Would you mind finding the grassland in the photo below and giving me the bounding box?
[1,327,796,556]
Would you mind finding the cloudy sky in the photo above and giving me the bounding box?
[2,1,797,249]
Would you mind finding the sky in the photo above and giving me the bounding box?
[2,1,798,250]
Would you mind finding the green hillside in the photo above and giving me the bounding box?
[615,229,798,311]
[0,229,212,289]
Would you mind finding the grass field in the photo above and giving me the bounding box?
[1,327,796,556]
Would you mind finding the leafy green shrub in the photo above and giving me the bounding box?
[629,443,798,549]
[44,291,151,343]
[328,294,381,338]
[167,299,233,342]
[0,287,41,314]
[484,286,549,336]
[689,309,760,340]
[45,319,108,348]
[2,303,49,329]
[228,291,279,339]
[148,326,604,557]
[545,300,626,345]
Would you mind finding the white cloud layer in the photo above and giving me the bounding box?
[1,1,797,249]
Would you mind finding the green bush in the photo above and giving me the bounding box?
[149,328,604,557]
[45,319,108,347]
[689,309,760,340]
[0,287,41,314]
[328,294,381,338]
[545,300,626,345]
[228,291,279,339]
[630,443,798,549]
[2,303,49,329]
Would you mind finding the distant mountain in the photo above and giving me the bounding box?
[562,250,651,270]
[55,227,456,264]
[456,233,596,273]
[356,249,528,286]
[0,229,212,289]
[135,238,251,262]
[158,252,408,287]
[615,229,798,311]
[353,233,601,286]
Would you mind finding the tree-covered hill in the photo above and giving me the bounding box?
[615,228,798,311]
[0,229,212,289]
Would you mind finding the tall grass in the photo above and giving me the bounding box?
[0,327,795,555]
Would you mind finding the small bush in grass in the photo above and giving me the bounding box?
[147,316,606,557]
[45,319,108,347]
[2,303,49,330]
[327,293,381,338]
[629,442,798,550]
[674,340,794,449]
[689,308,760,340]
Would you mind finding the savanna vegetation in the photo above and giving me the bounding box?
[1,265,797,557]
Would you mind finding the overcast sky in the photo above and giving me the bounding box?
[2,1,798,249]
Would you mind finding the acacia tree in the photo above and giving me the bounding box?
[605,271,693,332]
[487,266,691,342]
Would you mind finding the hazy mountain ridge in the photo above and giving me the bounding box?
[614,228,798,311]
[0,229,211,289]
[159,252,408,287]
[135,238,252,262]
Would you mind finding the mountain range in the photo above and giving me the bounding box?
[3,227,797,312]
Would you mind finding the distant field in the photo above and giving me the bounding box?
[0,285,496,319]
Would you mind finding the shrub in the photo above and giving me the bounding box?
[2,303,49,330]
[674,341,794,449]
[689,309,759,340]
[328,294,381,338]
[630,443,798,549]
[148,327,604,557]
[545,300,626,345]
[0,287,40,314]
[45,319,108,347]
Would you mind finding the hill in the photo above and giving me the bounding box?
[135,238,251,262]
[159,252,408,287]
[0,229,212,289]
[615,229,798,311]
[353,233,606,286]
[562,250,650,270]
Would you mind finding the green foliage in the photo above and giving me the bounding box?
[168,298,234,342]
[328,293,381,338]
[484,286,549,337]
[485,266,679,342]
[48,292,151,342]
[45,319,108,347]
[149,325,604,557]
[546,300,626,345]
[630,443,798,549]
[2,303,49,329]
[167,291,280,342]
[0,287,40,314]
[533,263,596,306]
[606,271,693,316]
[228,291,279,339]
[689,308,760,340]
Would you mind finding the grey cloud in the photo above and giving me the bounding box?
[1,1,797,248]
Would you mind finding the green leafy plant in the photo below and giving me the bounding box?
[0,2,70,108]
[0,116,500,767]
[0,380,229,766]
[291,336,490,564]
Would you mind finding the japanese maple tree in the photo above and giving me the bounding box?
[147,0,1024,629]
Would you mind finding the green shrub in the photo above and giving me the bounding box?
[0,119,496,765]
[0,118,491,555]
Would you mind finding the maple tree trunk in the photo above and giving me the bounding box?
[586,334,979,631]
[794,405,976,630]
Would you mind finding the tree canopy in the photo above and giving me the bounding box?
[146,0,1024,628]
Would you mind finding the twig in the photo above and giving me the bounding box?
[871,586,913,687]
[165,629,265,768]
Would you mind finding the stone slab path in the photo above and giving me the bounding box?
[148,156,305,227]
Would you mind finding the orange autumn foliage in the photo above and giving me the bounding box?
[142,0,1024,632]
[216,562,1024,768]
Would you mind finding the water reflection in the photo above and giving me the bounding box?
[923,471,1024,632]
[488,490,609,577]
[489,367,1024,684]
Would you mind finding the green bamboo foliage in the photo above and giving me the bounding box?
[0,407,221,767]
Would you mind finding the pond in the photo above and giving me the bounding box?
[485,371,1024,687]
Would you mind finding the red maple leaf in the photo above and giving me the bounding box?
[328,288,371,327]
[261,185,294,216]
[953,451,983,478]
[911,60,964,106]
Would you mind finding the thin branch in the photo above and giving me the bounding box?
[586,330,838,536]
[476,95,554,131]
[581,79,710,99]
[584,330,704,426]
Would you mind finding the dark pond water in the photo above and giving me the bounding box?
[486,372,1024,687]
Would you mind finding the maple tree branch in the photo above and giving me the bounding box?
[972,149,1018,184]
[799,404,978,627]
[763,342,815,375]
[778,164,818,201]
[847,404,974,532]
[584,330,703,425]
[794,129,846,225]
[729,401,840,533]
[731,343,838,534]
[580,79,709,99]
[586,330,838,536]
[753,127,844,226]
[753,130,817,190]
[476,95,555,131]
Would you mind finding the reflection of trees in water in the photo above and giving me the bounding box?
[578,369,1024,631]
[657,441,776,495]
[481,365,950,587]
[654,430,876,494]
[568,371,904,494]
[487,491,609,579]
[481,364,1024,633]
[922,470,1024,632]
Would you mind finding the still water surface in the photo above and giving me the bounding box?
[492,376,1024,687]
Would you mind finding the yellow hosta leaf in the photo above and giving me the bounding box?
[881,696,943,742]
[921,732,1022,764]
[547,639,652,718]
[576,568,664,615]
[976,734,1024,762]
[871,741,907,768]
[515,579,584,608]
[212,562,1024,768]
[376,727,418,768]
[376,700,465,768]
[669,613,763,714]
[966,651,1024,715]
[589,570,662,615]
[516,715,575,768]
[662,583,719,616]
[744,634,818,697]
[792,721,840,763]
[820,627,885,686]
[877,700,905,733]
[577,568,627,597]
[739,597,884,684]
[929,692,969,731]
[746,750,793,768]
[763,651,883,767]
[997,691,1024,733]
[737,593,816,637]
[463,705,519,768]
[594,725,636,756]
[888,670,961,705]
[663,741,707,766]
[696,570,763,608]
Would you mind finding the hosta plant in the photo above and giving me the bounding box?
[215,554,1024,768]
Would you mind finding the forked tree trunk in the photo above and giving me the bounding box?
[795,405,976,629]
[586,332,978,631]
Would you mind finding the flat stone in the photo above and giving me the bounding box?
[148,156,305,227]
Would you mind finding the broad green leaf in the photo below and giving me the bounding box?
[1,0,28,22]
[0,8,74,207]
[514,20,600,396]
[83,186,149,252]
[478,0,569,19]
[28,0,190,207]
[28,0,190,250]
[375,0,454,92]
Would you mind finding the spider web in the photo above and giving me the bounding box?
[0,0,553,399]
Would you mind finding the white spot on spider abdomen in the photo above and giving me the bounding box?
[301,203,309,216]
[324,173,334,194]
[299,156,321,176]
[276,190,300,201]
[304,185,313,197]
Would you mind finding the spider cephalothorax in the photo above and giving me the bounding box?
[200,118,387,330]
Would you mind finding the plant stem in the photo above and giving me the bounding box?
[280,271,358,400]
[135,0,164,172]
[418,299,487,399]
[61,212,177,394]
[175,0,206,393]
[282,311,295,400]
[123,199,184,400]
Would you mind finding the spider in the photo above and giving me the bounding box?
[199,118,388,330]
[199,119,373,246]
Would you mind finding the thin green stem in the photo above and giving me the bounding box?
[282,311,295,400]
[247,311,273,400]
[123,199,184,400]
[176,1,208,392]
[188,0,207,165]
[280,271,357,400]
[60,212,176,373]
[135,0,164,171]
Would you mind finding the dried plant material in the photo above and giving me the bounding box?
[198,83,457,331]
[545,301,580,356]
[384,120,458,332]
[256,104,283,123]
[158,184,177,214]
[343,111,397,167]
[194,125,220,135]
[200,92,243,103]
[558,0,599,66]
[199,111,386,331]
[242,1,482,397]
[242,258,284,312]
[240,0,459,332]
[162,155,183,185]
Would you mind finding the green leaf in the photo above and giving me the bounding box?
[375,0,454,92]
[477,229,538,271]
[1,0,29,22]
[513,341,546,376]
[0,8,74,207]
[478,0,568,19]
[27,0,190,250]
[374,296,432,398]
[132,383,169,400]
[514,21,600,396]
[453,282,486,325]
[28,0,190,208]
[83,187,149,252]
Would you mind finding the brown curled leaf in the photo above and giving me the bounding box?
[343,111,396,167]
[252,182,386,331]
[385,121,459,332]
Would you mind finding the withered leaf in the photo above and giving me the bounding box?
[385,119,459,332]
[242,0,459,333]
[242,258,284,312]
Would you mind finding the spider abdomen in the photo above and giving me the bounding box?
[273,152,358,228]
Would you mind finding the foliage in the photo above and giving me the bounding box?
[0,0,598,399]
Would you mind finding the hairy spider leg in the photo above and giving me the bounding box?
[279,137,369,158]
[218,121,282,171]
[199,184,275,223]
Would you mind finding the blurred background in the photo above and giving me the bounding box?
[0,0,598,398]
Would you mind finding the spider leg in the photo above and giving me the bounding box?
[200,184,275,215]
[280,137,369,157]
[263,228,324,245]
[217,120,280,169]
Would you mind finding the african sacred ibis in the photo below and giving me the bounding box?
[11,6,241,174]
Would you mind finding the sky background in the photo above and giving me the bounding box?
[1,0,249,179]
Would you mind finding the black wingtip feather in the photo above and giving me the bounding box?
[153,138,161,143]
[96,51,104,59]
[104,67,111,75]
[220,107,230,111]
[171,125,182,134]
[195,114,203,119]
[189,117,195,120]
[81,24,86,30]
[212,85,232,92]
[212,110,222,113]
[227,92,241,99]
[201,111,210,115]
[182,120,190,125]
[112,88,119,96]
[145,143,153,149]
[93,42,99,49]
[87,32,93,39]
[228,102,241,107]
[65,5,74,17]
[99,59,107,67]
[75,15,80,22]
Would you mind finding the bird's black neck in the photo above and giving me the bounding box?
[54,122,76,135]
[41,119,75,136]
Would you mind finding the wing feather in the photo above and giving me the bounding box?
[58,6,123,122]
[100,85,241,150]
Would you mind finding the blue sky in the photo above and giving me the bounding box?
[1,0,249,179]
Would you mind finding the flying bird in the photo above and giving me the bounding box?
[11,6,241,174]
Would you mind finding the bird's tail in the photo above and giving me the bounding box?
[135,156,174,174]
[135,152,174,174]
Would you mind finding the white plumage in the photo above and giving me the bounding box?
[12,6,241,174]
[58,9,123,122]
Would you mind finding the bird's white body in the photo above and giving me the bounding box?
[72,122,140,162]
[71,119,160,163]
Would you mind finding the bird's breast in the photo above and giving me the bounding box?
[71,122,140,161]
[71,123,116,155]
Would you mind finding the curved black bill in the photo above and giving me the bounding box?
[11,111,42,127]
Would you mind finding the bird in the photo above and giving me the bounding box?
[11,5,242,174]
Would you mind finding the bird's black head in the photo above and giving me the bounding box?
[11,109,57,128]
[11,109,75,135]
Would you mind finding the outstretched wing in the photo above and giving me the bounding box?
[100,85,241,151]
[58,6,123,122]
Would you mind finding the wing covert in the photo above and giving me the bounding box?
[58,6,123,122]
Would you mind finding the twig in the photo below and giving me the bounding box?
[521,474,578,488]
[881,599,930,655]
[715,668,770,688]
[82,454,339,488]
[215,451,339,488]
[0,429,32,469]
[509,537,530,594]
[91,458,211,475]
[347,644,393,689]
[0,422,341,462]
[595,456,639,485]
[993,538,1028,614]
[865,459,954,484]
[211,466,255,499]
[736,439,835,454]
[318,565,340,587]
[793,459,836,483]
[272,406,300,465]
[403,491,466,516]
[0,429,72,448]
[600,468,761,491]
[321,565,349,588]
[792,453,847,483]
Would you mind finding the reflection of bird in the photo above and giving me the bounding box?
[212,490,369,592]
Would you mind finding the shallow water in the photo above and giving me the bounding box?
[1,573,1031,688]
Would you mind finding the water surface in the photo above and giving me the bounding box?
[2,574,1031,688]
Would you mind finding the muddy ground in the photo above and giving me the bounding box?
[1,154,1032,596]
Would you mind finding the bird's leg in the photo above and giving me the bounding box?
────────
# [Exercise requirements]
Write out an exact transcription of the line with "Would you mind finding the muddy" and of each line after it; stop at the end of the records.

# [Completed task]
Would you mind finding the muddy ground in the photo above and giving me the bounding box?
[1,154,1032,596]
Would you mind finding the bird's leg in the photo above and giving me the bounding box?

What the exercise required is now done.